The big news this past week was the Fed’s statement on Wednesday that they would maintain “exceptionally low rates through at least late 2014.” In layman’s terms, this means the Fed will be printing money to purchase treasury bonds to keep interest rates down.  Keep in mind that interest rates are not supposed to be naturally this low.  Interest rates, if left unmanaged by the Fed, would find a balance in the market place based on supply/demand fundamentals and credit worthiness.  Since the economy is in a funk, the Fed wants to keep rates low for a multitude of reasons (mostly the wrong reasons).  The only way to fight the natural tendency of rising rates is to artificially suppress rates through the purchase of government bonds.

Recent history shows that Wall Street’s reaction to the news of more money printing has been positive as it means the economic “can kicking” will go a little farther. One of the other benefactors of the Fed statement has been precious metals and the precious metals miners.  The metals and their associated miners stand to benefit since it is becoming more evident that the Fed is going to stimulate for quite a while – The result being the US dollar will continue to decline in value.

--- PROVIDED DATA ---
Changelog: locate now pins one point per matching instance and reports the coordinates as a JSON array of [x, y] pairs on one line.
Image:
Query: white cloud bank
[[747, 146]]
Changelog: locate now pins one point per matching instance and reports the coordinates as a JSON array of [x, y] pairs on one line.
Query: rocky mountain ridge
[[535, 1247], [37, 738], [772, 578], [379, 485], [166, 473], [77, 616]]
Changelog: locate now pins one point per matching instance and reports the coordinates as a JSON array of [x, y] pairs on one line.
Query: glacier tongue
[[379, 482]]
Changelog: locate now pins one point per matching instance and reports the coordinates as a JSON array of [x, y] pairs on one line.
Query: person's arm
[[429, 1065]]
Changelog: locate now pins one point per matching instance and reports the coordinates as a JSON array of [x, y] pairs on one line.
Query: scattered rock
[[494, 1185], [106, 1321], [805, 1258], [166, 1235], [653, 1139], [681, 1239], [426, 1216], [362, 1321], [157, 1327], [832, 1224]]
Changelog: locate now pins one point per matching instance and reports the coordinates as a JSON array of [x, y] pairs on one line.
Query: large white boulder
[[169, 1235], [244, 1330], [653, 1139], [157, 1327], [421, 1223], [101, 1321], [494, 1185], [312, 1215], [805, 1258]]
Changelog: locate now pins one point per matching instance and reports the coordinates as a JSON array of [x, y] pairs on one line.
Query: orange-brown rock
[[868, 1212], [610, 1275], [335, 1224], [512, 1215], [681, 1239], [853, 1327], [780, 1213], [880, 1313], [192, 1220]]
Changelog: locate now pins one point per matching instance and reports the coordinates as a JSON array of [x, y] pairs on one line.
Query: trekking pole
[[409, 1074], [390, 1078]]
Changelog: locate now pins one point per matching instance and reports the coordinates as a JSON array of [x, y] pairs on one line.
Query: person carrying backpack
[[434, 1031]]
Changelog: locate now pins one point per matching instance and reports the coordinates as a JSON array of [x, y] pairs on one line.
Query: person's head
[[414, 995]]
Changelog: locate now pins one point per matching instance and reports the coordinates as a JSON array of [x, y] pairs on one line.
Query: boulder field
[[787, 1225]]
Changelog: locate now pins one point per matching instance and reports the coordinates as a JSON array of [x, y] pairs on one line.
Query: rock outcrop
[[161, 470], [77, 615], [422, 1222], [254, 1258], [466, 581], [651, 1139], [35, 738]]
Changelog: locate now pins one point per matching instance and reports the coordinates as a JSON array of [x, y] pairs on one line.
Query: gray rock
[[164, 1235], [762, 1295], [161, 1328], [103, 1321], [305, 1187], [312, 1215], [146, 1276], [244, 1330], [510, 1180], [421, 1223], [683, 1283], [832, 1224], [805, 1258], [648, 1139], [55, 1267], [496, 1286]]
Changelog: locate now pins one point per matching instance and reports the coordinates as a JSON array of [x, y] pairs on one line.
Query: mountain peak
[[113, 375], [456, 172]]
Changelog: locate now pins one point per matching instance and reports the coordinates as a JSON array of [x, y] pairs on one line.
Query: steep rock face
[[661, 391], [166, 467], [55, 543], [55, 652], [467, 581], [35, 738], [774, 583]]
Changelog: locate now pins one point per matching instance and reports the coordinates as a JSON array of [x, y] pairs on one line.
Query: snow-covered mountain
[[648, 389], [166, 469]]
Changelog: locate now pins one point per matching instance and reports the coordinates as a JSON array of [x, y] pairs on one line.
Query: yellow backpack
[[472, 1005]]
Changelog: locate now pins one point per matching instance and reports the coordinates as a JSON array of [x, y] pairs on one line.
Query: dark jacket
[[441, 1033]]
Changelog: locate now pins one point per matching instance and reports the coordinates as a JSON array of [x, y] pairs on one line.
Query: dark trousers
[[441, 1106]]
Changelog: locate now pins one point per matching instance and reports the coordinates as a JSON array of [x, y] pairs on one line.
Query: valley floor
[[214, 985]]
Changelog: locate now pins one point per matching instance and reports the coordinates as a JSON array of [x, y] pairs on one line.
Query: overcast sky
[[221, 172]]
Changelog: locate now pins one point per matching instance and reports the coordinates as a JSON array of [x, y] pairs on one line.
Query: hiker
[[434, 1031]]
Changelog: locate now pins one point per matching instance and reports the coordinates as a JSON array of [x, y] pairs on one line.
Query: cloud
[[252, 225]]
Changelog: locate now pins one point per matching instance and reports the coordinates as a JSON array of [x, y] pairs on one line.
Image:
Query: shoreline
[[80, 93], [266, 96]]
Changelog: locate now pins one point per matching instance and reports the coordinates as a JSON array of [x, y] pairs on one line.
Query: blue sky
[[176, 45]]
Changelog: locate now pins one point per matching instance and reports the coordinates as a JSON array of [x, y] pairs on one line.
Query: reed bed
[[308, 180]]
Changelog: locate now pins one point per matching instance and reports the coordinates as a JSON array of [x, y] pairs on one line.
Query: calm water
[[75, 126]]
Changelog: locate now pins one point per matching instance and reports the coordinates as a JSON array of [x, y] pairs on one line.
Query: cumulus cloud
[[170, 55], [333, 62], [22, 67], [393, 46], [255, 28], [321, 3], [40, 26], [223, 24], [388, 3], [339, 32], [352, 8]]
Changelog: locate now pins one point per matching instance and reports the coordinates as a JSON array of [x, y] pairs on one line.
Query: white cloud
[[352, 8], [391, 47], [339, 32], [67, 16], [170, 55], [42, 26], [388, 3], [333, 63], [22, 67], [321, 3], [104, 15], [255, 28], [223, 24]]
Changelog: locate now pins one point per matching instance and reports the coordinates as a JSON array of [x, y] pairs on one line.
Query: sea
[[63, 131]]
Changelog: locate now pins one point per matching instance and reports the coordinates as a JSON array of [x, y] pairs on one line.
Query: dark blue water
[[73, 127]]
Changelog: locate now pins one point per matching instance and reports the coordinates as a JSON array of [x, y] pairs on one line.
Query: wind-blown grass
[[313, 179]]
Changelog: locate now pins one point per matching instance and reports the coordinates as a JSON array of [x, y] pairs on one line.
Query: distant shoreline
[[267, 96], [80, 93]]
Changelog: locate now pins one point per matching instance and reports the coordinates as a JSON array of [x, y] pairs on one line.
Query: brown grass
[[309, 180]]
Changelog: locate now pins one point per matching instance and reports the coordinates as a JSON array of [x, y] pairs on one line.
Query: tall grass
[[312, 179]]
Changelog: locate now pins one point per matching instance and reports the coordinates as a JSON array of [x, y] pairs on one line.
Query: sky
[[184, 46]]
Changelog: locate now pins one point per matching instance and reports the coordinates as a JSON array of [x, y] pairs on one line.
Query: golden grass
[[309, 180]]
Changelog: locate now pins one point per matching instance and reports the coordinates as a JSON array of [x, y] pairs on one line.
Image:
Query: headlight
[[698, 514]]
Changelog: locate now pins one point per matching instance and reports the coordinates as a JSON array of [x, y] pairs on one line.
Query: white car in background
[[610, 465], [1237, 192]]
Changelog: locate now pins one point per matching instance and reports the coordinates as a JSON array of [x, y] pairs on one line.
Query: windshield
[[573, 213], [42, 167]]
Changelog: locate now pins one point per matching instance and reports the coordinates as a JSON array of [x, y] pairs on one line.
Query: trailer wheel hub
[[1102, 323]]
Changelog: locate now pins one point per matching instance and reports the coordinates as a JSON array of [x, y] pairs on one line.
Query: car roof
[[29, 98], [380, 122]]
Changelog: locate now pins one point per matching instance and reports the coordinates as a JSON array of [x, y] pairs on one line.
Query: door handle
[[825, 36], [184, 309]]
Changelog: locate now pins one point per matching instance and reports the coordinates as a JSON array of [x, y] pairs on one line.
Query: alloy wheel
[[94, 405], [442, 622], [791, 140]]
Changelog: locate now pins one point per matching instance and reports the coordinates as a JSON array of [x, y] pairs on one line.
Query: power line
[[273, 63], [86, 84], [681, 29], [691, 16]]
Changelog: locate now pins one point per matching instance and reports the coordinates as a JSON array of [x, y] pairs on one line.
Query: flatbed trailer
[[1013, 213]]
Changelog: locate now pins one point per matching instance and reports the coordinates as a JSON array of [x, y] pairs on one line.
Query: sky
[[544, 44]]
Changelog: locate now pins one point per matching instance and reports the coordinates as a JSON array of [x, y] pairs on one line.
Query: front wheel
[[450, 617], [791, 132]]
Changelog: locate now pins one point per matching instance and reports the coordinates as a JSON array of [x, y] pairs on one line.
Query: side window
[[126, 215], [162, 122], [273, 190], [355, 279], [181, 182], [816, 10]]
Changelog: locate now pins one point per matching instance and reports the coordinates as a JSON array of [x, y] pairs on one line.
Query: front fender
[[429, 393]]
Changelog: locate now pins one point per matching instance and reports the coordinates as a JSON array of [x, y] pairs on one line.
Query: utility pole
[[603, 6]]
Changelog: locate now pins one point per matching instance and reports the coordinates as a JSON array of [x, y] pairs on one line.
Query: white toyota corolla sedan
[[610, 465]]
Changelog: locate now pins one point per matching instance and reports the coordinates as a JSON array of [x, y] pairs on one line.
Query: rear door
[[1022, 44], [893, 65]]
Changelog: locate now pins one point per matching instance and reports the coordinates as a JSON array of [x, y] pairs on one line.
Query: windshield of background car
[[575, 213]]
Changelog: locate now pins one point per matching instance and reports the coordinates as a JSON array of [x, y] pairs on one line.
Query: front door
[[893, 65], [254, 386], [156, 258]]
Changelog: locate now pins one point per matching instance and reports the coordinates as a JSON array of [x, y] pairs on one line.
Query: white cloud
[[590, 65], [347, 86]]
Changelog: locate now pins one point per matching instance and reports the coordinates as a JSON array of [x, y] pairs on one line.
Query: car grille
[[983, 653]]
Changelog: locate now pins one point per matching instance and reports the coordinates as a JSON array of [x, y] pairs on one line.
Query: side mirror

--- WHAT YOU HAVE TO DO ---
From the commentary on the Fed's statement, write out word for word the passage that begins at the words "Recent history shows" and stops after "decline in value.".

--- RIGHT ANSWER ---
Recent history shows that Wall Street’s reaction to the news of more money printing has been positive as it means the economic “can kicking” will go a little farther. One of the other benefactors of the Fed statement has been precious metals and the precious metals miners.  The metals and their associated miners stand to benefit since it is becoming more evident that the Fed is going to stimulate for quite a while – The result being the US dollar will continue to decline in value.